> Problem requirements: Pick out every line in the items below that contains the word "cardboard", and copy those lines.

> Data records:
***

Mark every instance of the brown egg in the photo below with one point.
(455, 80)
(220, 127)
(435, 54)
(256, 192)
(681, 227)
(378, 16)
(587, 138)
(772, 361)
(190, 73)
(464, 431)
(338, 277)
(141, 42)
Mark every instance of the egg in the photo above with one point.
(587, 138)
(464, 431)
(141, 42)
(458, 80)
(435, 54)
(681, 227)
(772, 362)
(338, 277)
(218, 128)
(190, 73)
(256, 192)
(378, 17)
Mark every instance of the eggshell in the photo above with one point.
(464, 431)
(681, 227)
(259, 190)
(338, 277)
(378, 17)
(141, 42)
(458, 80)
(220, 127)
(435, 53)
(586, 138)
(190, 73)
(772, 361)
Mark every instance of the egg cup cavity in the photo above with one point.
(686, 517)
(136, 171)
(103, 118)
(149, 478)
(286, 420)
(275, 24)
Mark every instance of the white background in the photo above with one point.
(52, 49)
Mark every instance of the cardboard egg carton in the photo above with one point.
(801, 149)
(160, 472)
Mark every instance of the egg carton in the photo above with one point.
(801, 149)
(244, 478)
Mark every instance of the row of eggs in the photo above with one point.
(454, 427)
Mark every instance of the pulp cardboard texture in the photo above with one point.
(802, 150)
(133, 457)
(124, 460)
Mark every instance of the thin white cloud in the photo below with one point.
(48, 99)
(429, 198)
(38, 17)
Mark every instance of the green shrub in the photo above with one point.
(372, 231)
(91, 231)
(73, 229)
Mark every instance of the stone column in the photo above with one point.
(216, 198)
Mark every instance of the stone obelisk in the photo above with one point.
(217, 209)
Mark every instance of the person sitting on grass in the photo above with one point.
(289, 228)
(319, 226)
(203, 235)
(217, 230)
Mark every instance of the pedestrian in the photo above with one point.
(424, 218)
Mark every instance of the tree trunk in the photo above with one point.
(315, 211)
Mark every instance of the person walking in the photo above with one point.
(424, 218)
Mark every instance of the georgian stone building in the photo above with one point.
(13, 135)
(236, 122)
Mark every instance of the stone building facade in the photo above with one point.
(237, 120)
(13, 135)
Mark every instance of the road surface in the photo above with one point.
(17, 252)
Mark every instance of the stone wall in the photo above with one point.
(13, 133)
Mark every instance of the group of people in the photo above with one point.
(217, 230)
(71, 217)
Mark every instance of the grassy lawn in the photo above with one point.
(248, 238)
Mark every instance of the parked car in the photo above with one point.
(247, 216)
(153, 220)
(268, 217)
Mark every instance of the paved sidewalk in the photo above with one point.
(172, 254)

***

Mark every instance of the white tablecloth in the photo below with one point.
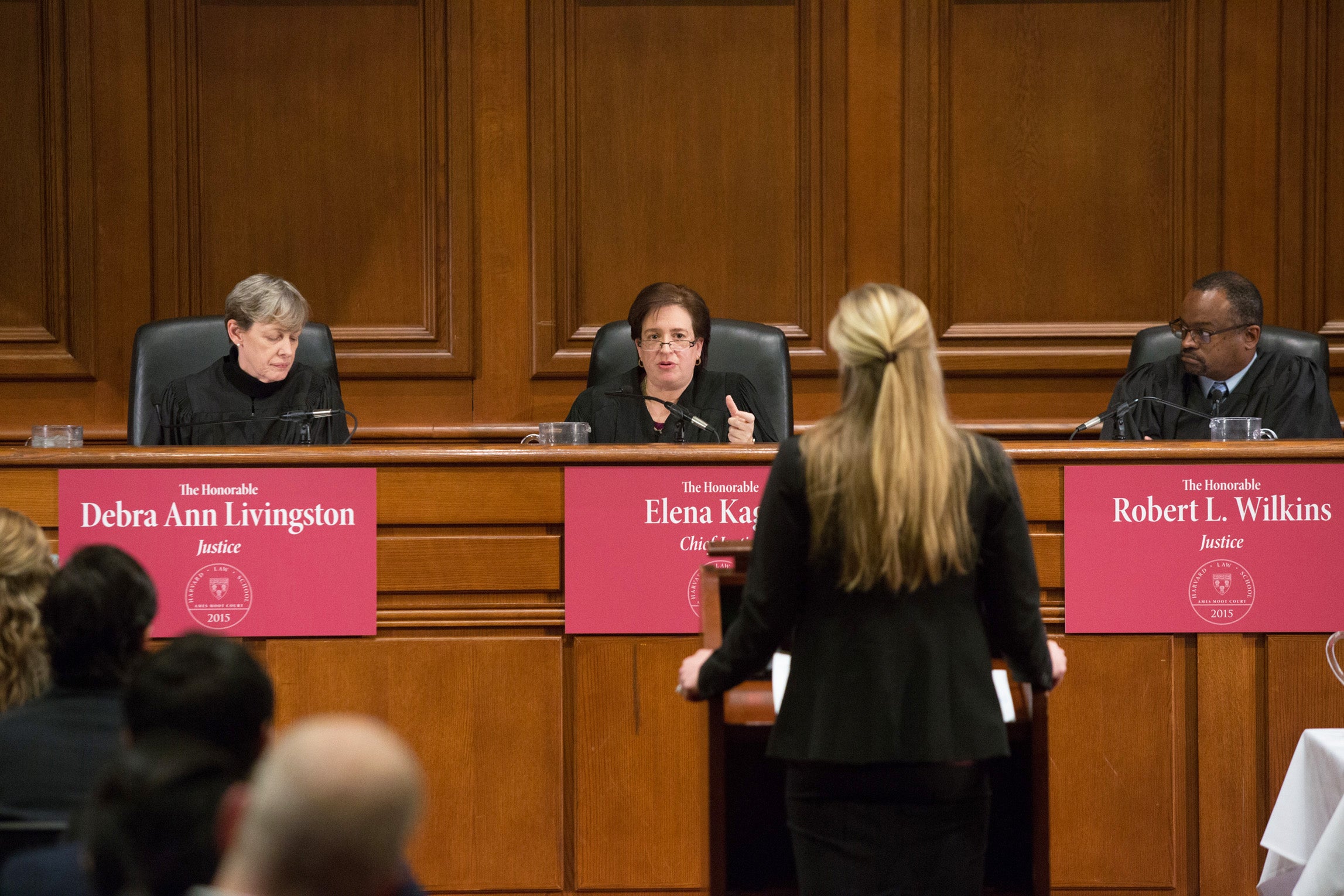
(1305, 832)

***

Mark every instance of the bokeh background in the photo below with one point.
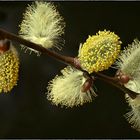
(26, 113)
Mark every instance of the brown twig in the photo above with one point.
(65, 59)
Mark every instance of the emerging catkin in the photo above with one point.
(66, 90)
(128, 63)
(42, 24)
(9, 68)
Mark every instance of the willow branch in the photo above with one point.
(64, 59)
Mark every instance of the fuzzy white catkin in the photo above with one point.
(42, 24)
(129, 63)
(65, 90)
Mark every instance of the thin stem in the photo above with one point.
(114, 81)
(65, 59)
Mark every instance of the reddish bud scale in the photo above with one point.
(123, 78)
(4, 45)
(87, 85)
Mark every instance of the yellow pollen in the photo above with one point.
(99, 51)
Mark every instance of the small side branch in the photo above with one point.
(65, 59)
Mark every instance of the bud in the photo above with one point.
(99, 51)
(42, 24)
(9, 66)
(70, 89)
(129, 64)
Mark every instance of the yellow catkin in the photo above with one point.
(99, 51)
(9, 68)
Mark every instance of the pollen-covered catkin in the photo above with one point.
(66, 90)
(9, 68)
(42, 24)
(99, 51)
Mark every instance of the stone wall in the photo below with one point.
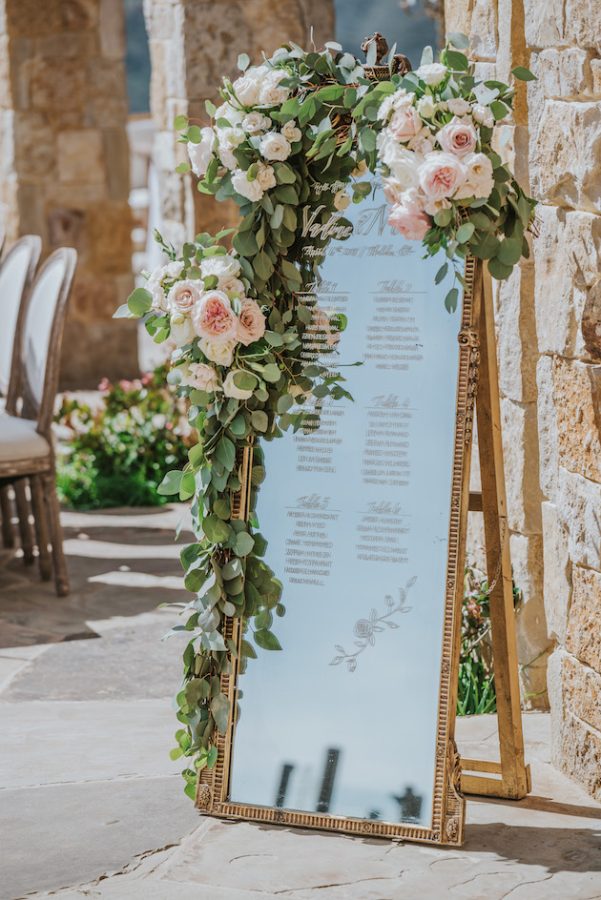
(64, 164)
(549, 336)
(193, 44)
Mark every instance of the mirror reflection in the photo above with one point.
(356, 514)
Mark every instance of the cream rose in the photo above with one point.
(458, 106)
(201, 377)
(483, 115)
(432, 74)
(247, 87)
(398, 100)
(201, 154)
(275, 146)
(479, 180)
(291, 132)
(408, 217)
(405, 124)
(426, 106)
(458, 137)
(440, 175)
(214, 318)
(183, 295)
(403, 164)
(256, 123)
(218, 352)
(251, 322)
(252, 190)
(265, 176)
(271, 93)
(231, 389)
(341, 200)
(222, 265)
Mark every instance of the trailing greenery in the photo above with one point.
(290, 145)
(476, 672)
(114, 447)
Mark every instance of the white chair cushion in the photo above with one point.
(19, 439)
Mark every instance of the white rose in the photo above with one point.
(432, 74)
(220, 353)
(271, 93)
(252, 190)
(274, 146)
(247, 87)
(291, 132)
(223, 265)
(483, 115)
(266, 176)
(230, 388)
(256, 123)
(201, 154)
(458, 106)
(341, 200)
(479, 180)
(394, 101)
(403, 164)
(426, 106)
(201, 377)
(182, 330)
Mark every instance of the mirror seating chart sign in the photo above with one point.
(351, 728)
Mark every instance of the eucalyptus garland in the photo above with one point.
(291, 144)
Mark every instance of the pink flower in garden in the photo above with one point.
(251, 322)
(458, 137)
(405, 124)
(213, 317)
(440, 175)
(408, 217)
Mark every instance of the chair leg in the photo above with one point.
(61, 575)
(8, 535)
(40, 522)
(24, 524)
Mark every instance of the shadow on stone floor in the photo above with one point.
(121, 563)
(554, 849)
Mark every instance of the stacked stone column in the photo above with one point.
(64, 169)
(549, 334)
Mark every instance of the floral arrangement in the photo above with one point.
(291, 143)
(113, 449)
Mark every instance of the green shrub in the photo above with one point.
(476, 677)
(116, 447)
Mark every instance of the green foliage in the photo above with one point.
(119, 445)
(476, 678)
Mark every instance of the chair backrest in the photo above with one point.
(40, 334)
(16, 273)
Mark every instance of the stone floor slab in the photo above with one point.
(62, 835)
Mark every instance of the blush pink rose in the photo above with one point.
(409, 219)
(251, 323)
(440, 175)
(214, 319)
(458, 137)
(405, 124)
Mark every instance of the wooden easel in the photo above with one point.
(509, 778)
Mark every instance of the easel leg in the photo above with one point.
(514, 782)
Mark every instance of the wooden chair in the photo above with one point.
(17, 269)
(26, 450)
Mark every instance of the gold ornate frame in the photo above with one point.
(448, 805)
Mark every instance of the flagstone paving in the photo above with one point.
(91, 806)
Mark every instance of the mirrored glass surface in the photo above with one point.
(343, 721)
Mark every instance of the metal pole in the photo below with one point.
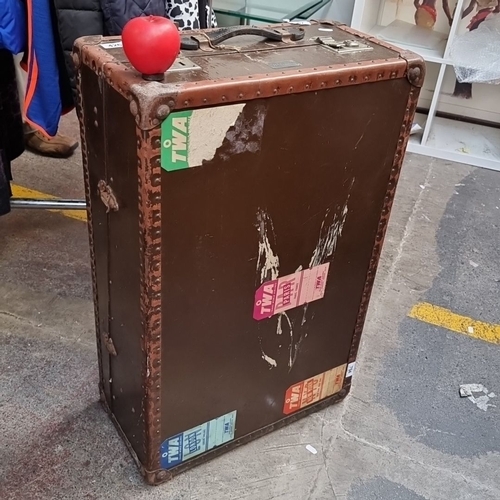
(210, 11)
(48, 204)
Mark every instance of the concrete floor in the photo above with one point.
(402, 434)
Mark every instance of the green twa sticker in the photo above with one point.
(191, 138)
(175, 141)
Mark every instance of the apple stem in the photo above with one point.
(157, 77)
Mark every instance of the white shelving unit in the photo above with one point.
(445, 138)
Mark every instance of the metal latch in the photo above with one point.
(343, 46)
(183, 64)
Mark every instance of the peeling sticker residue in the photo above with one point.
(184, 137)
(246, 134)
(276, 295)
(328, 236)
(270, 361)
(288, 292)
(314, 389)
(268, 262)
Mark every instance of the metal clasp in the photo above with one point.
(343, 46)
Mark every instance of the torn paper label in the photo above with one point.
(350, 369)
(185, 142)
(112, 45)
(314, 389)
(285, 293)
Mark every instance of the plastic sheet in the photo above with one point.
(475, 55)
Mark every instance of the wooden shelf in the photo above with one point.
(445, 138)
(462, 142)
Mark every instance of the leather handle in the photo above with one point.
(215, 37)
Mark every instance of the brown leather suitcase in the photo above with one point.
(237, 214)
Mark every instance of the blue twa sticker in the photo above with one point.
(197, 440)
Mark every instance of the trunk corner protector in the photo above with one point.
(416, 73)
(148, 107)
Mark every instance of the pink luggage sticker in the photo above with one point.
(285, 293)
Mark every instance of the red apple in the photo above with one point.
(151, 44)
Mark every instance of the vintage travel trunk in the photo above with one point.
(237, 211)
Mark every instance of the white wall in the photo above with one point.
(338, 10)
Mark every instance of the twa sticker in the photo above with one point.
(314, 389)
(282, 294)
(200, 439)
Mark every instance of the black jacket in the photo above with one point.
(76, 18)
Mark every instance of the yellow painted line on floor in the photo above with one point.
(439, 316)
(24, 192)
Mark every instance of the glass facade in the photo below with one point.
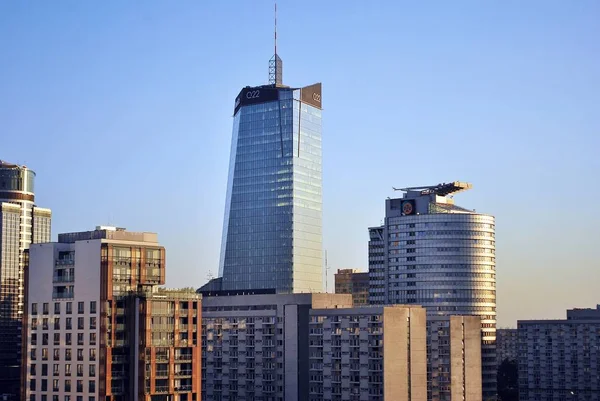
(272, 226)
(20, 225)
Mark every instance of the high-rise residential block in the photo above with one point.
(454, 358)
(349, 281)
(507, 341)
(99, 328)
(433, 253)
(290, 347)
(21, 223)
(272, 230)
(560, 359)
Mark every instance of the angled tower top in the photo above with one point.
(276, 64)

***

> Task solution:
Mark every instance of the cardboard egg carton in the photo above with one point.
Mark every instance of the pulp cardboard texture in the photo above with one point.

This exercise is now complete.